___ Given passage

Merrill Lynch is acting exclusively for O2 and no one else in connection with
the matters described in this announcement and is not advising any other person
and will not be responsible to any person other than O2 for providing the
protections afforded to clients of Merrill Lynch or for providing advice in
relation to the matters described in this announcement.
The Offer will not be made, directly or indirectly, in or into, or by use of the
mails of, or by any means or instrumentality (including, without limitation,
telephonically or electronically) of interstate or foreign commerce of, or any
facility of any securities exchange of, the United States, Canada, Australia or
Japan and will not be capable of acceptance by any such use, means,
instrumentality or facility or from within the United States, Canada, Australia
or Japan. Accordingly, neither this announcement nor the Offer Documentation is
being, and must not be, mailed or otherwise forwarded, transmitted, distributed
or sent in, into or from the United States, Canada, Australia or Japan. Doing
so may render invalid any purported acceptance of the Offer. All O2 Shareholders
or other persons (including nominees, trustees or custodians) who would or
otherwise intend to, or may have a contractual or legal obligation to, forward
this announcement or the Offer Documentation to any jurisdiction outside the
United Kingdom should refrain from doing so and seek appropriate professional
advice before taking any action.
The Offer will be capable of acceptance only by persons outside the United
States. Offering materials with respect to this Offer will not be, and may not
be, distributed in or sent to the United States and may not be used for the
purpose of solicitation of an offer to purchase or sell any securities in the
United States. Any tenders received from persons resident in the United States
or with United States mailing addresses will be rejected.
The Loan Notes have not been and will not be registered under the United States
Securities Act of 1933, as amended, or under the securities laws of any state of
the United States and are not and will not be registered under the securities
laws of any other country. Therefore, the Loan Notes may not be offered, sold
or delivered, directly or indirectly, in the United States. O2 Shareholders in
the United States, Canada, Australia or Japan or any other overseas jurisdiction
in respect of which the issue of Loan Notes to them would be unlawful will not
be entitled to elect to receive Loan Notes.

______

• [The exercise]: Name every country that the offer notice says the Offer will not be made in or into. The entries that follow come from a separate source.

___ Listed records

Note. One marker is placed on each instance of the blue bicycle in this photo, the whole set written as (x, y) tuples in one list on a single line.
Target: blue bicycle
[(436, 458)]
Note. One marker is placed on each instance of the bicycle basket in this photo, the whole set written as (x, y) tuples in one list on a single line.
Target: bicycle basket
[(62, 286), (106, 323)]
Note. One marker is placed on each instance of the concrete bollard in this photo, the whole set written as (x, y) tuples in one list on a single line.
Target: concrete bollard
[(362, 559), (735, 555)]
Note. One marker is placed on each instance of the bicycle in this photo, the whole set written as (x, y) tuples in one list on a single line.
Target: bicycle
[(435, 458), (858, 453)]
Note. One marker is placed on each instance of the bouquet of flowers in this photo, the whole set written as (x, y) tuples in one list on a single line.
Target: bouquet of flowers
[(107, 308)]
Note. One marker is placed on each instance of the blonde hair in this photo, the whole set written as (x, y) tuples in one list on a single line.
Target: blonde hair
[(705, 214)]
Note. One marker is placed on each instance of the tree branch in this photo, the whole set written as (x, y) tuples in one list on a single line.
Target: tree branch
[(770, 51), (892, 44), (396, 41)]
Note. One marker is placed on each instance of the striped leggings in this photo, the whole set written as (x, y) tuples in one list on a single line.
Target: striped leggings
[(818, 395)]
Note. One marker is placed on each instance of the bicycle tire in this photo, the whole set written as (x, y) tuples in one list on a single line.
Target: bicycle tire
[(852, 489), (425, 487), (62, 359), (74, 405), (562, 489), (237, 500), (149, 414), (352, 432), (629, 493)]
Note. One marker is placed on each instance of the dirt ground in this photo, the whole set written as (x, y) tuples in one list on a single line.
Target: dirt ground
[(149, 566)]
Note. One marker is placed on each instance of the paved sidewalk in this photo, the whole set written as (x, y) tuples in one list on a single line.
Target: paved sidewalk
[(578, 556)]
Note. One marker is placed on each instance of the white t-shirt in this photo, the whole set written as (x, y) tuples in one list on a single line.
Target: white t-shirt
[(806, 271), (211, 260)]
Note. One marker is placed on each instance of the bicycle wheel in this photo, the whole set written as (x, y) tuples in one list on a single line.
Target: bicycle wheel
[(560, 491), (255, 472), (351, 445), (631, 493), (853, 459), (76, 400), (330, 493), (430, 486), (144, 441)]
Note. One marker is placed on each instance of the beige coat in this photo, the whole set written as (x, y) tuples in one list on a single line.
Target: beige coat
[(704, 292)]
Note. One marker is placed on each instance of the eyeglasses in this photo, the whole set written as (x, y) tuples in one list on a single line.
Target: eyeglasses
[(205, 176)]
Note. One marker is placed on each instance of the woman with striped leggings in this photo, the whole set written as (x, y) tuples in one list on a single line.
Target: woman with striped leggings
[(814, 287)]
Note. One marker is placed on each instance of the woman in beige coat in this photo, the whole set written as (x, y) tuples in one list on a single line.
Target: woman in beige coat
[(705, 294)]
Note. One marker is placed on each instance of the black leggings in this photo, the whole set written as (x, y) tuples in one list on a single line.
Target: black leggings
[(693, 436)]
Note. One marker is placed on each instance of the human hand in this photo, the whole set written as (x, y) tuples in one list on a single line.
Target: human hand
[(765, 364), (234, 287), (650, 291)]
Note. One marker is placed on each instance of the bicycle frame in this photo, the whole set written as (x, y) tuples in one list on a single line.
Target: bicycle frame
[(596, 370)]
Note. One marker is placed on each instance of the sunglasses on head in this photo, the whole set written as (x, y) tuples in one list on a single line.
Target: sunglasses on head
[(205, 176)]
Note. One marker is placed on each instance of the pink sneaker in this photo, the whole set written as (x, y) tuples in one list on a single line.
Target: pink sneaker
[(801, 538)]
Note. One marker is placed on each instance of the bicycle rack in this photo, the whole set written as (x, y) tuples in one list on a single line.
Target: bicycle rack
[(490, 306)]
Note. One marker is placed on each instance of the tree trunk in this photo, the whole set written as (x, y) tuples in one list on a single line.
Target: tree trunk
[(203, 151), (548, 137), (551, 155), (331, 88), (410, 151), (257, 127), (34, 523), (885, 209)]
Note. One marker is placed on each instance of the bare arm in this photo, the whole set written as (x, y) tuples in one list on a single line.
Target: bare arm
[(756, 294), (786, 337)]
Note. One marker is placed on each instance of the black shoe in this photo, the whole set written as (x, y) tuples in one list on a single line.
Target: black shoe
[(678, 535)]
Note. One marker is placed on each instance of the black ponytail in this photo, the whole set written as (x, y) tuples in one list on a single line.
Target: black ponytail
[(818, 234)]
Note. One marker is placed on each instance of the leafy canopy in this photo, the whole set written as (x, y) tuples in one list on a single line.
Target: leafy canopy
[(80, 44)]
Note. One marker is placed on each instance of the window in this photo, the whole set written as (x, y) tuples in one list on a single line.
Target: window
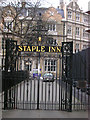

______

• [Response to this exercise]: United States, Canada, Australia, Japan